Location identification entries
+---+

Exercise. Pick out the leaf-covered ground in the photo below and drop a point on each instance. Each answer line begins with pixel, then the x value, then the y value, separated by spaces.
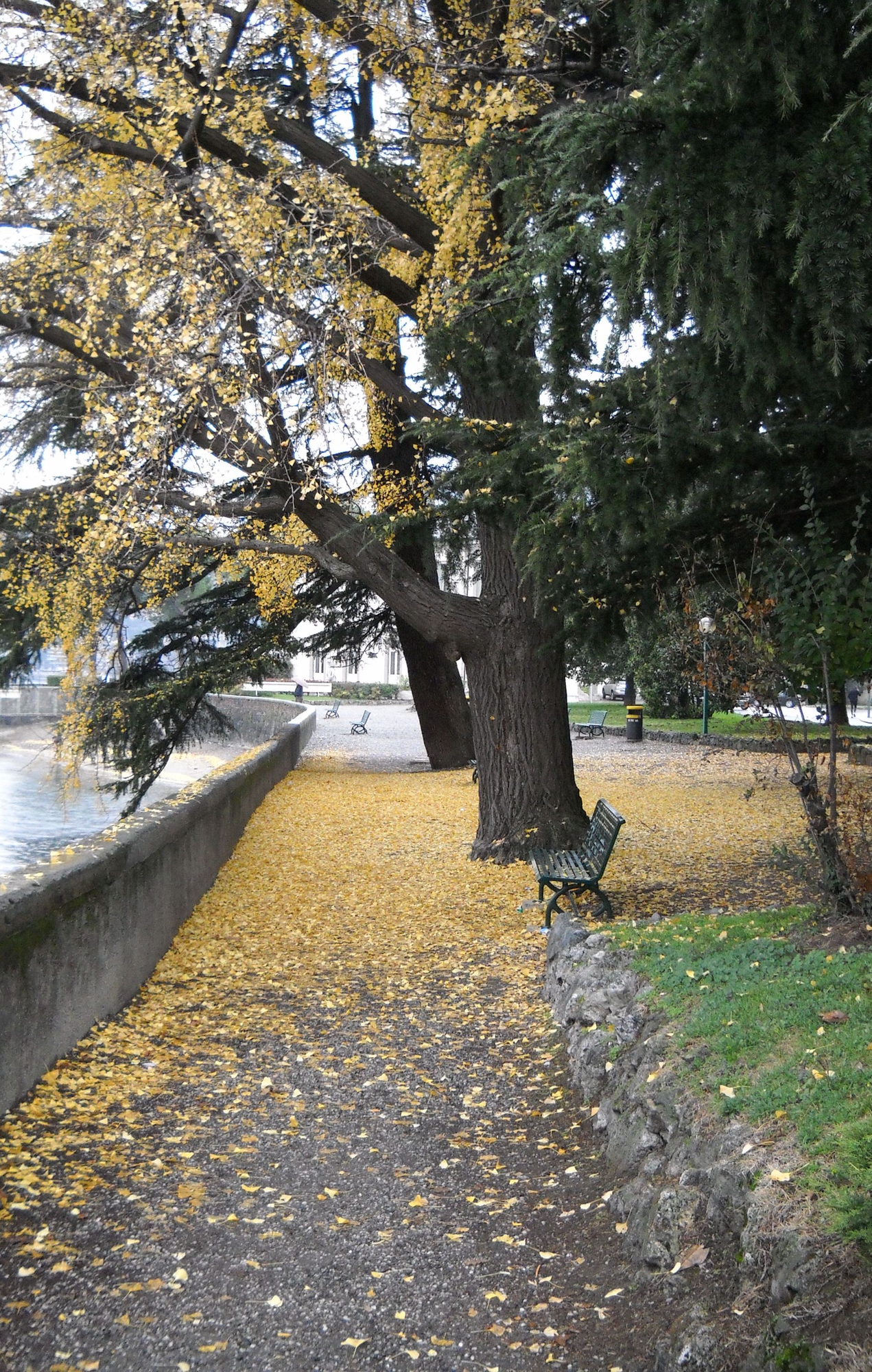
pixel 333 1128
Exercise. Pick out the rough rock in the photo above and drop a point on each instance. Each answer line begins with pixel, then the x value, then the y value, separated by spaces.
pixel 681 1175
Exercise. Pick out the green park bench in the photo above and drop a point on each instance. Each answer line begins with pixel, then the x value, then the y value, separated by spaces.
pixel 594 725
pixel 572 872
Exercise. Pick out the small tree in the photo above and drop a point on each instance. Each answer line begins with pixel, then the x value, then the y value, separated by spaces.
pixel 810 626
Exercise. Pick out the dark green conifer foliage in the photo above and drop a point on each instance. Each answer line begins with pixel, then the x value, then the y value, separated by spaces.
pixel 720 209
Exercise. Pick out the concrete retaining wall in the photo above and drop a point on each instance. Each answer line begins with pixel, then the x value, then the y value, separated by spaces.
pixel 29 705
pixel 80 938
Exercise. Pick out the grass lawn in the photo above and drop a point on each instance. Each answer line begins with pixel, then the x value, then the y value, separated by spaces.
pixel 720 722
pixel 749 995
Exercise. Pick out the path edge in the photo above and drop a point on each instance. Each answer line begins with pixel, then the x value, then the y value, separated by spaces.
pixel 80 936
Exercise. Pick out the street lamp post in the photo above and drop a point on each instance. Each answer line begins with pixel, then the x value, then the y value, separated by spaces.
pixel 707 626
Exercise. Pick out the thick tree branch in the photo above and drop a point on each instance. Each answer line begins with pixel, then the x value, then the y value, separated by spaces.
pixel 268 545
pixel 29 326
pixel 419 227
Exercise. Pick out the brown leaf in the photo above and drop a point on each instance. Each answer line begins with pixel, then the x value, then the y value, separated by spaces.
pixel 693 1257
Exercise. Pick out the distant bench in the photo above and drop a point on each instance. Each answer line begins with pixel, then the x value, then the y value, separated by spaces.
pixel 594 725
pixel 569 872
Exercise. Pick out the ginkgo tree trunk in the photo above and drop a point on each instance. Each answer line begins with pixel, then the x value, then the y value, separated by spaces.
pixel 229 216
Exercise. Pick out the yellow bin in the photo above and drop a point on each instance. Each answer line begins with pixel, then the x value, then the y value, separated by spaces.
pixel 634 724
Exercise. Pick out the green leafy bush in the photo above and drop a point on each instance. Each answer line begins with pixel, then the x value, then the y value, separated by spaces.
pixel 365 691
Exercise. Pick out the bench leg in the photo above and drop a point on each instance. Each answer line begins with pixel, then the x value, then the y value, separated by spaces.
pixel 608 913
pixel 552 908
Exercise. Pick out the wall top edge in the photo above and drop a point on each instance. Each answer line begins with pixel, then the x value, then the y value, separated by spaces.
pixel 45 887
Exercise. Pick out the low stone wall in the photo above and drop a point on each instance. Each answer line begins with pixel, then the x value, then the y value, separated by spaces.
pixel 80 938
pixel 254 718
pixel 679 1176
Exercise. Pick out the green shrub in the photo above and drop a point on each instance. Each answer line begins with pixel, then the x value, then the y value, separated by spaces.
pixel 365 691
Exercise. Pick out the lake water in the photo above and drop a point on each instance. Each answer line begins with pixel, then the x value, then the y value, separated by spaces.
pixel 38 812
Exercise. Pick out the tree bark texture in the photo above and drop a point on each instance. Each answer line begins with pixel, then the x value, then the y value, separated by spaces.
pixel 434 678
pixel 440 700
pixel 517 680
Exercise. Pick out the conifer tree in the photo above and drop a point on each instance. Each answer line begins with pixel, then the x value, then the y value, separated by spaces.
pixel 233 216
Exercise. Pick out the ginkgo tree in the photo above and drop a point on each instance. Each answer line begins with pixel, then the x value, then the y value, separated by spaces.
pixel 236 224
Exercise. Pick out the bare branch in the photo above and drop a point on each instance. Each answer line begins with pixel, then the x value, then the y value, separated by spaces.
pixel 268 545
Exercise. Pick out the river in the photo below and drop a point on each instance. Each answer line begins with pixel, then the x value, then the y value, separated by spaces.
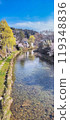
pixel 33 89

+---+

Task instructions — Rewrite every entry above, swapping "drop a point" for "place a marker" and keeping everything else the same, but leave out the pictures.

Answer to the exercise —
Exercise. Pick out the leaf-covered ground in the photo below and place a marker on each instance. Each answer line begins with pixel, then the x value, then the y value, separated by spaces.
pixel 333 1128
Exercise. Pick out the rough rock in the photo above and place a marker on each instance. Each answer line begins with pixel, then the x value, then the y value, separated by spaces.
pixel 681 1175
Exercise. Pick out the green park bench in the photo above and place a marker on each instance. Each answer line begins with pixel, then the x value, then the y value, separated by spaces.
pixel 594 725
pixel 572 872
Exercise. Pick out the small tree in the photo above and place a marker on each instance. Each answer line begins with pixel, then the x value, then the y value, separated by spaces.
pixel 810 626
Exercise. Pick out the dark green conifer foliage in the photo above and place a marker on each instance. Each answer line begins with pixel, then the x value, then the y value, separated by spaces.
pixel 720 209
Exercise. Pick out the concrete retaining wall in the photo above and place a marker on each instance. Each answer line begins with pixel, then the x value, then the y value, separated by spaces.
pixel 29 705
pixel 80 938
Exercise. Pick out the grass lawn in the photo above and place a marker on each instance. Each answer line begins with pixel, then the x value, then the y value, separated by spaces.
pixel 720 722
pixel 749 995
Exercise. Pick out the path edge in the photo above and place a marker on each instance. Each answer line begins with pixel, then the x value, then the y value, separated by spaces.
pixel 80 936
Exercise. Pick out the street lamp post in the photo above and place a marker on each instance. Each answer line begins with pixel, then the x value, then the y value, separated by spaces.
pixel 707 626
Exercise. Pick out the thick tree branch in the photo above and place a marker on each instance. Each answer line begins with pixel, then the x value, then the y value, separated by spaces.
pixel 268 545
pixel 29 326
pixel 419 227
Exercise. Pick out the brown leaf in the photo above and place a marker on each instance. Each answer line begins with pixel, then the x value, then the y value, separated by spaces.
pixel 693 1257
Exercise. Pick out the distant bench in the photo above and place a marker on each instance. Each answer line begins with pixel, then the x value, then the y value, separated by spaces.
pixel 594 725
pixel 569 872
Exercise. Pick out the ginkgo tree trunk in the photo above and place a marker on each instance. Each answer line begins with pixel, then the x value, then the y value, separated by spaces.
pixel 229 216
Exercise. Pick out the yellow bin in the photo above and place a marker on each instance. Each answer line begins with pixel, then the x value, then the y value, separated by spaces.
pixel 634 724
Exercise. Pick out the green leafy bush in the photo above and place a marker on each instance. Each answer line begins with pixel, then the x value, then the y value, separated by spaces.
pixel 365 691
Exercise. Pick out the bench leg in the photo above and place a marker on each instance. Each answer line begins with pixel, then the x value, then the y value, separated by spaces.
pixel 608 913
pixel 552 908
Exercise. Pick out the wall top edge in the photo above and place a marker on each instance. Each answer line begins with pixel, then the x value, then the y value, separated by spaces.
pixel 45 887
Exercise. Pick out the low stone wall in the photo above and place a marker on each instance. Each answer line begins with pixel, then the x value, then the y value, separated by spaces.
pixel 80 938
pixel 254 718
pixel 679 1176
Exercise. Pick out the green shrub in the photo above and place a marker on each instance. Each answer line begins with pixel, then the x value, then the y value, separated by spaces.
pixel 365 691
Exercise. Pick out the lake water in the photo above and place a marker on each instance. Each answer line begins with pixel, then the x value, then the y value, separated by spaces.
pixel 38 812
Exercise. Pick out the tree bark texture in the photo above and place a marker on each instance. Each answer line begins with pixel, then the x value, then the y value, separated by spaces.
pixel 434 678
pixel 440 700
pixel 517 680
Exercise. Pick out the conifer tree in the photo above and place a marker on each instance. Each answer line begins with pixel, then the x value, then the y value, separated by spaces.
pixel 233 216
Exercise. Pick out the ginkgo tree in the photo above and place a marker on each instance. Each answer line begins with pixel, then the x value, then the y value, separated by spaces.
pixel 236 224
Exercise. Pick out the bare branch in the photo above and place a marker on each instance. Each answer line begins with pixel, then the x value, then the y value, separated by spaces.
pixel 268 545
Exercise. Pick out the river in the photo below and place a marker on each instance. Each answer line begins with pixel, then the x value, then the y value, separated by spaces.
pixel 33 89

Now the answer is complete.